→ **Dataset records**
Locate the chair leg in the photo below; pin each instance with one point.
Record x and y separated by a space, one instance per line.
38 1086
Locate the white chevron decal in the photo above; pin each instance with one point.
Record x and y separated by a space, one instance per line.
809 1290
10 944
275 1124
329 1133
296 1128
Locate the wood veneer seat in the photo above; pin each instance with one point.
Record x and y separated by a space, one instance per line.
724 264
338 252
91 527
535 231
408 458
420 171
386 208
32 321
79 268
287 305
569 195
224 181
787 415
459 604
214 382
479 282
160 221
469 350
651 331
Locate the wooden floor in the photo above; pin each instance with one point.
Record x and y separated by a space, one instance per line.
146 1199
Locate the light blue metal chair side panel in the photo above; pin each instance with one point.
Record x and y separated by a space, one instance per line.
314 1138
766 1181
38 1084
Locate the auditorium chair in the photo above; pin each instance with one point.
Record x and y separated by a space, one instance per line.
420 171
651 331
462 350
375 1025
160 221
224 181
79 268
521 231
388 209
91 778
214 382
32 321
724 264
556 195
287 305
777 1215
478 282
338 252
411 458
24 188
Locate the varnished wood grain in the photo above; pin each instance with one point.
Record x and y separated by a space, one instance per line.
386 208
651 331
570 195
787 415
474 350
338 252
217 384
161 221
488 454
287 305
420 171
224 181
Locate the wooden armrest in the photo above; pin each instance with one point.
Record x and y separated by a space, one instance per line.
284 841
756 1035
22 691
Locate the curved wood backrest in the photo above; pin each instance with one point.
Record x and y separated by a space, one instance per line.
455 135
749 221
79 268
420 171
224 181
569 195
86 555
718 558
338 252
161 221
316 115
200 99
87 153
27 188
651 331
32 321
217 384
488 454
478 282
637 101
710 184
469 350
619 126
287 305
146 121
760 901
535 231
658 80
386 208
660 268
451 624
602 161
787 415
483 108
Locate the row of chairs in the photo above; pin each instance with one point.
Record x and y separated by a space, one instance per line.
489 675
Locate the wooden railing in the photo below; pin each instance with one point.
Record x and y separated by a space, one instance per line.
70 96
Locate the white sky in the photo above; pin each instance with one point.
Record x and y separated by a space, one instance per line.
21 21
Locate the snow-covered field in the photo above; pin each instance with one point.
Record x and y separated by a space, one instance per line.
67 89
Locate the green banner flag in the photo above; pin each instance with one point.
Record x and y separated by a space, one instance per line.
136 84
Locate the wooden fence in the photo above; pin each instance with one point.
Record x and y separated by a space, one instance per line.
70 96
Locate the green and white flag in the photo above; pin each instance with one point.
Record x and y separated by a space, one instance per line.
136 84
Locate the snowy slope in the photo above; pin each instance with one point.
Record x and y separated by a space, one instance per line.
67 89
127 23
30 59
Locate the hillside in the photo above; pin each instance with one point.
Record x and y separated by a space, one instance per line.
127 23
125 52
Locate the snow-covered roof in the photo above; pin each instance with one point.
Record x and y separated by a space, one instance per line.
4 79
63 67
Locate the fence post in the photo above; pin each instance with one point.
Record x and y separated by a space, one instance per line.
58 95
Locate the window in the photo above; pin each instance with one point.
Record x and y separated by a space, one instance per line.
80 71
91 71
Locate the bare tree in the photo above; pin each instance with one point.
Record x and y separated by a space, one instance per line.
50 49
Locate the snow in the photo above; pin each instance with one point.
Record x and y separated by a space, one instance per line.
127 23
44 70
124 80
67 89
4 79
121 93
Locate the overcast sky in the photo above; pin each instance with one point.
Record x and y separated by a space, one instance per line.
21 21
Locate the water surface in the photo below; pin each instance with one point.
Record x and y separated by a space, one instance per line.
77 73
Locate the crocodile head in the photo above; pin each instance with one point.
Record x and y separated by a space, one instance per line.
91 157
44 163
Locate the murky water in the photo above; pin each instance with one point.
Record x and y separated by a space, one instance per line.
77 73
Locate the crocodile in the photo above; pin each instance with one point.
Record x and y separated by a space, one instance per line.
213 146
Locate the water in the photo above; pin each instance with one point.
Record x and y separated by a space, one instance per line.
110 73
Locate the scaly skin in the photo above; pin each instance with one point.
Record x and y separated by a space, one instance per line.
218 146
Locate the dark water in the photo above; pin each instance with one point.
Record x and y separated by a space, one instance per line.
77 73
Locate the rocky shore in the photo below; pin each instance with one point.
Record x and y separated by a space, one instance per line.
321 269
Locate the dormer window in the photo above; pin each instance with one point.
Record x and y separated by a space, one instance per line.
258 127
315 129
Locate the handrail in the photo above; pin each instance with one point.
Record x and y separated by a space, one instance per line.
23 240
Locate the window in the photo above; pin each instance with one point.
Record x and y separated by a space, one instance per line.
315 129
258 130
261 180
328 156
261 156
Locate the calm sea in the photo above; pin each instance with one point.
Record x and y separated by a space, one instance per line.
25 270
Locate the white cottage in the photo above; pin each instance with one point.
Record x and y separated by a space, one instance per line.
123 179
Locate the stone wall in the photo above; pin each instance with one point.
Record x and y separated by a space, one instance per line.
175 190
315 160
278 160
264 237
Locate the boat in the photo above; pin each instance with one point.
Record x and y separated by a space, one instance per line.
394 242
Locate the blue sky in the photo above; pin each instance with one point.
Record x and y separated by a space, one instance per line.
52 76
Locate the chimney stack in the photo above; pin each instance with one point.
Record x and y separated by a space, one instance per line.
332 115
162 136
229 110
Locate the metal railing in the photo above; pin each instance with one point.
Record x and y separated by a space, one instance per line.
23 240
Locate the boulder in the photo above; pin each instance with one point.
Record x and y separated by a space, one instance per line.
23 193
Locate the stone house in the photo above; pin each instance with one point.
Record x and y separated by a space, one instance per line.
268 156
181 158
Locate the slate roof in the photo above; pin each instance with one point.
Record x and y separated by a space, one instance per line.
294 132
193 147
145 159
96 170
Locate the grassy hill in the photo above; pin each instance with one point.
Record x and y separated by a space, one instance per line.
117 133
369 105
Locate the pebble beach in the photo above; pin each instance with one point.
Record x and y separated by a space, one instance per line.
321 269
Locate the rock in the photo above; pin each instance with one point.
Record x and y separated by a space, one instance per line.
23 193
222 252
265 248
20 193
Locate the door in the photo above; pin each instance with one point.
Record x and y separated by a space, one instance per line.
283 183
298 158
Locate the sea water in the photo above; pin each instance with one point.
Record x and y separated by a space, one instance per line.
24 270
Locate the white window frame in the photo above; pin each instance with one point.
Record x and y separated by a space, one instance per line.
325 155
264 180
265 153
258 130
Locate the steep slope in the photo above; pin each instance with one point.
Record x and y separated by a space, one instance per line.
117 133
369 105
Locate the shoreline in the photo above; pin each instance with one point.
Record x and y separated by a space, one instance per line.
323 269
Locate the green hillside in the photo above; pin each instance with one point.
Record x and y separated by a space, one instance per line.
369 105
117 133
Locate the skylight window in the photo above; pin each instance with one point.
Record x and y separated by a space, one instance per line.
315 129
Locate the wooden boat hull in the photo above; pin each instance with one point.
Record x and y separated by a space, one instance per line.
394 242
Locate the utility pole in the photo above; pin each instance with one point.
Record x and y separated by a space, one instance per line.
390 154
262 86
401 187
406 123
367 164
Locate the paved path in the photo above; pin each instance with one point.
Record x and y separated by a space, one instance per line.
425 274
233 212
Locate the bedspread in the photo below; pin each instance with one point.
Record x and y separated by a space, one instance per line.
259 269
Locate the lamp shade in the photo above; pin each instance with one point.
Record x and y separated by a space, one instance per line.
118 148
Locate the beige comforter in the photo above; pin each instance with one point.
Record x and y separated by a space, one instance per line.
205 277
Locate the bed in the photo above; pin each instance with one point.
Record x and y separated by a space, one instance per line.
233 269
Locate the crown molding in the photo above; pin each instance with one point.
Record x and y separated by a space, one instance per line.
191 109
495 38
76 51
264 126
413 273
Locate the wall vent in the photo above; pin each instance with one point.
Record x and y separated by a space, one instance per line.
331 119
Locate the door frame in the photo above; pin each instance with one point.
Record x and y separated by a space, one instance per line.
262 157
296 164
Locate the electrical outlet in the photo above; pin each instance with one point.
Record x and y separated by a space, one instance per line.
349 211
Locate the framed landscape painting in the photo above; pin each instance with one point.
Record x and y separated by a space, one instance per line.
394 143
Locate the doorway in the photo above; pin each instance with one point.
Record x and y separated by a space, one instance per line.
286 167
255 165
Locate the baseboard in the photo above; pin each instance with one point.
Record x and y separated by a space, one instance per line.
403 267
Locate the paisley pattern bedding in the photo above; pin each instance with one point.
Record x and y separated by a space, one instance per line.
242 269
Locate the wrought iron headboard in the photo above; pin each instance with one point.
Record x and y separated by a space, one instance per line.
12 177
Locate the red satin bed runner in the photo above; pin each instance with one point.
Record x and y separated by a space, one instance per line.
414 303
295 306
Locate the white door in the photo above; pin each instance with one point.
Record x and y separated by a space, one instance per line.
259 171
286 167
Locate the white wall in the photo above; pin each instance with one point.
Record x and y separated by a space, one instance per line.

→ **Short exercise**
Locate "Locate the doorway" in the material, then quote the line that contains it and all lines after it through the final one.

→ **Written response**
Locate the doorway in the photo above; pin each instance with one point.
Record x and y separated by a space, one instance per line.
286 167
255 165
Locate the baseboard in the photo above; pin each instance with one point.
Record x and y separated by a space, one instance per line.
403 267
Locate the paisley pattern bedding in the photo above; pin each instance with one point.
Record x and y separated by a space, one instance per line.
242 269
Locate the wrought iron headboard in the photo above; pin each instance with one point.
Record x and y separated by a space, one instance per line.
12 177
Locate the red satin bed runner in the photo above; pin each instance with one point.
Record x and y separated by a space, one instance per line.
414 303
295 306
Locate the white door in the photo above; pin each instance with one point.
Record x and y separated by a space, one instance per line.
259 171
286 167
Locate the white wall in the photo above; pin each instance with one point.
Record x and y separated by a space, one instance per line.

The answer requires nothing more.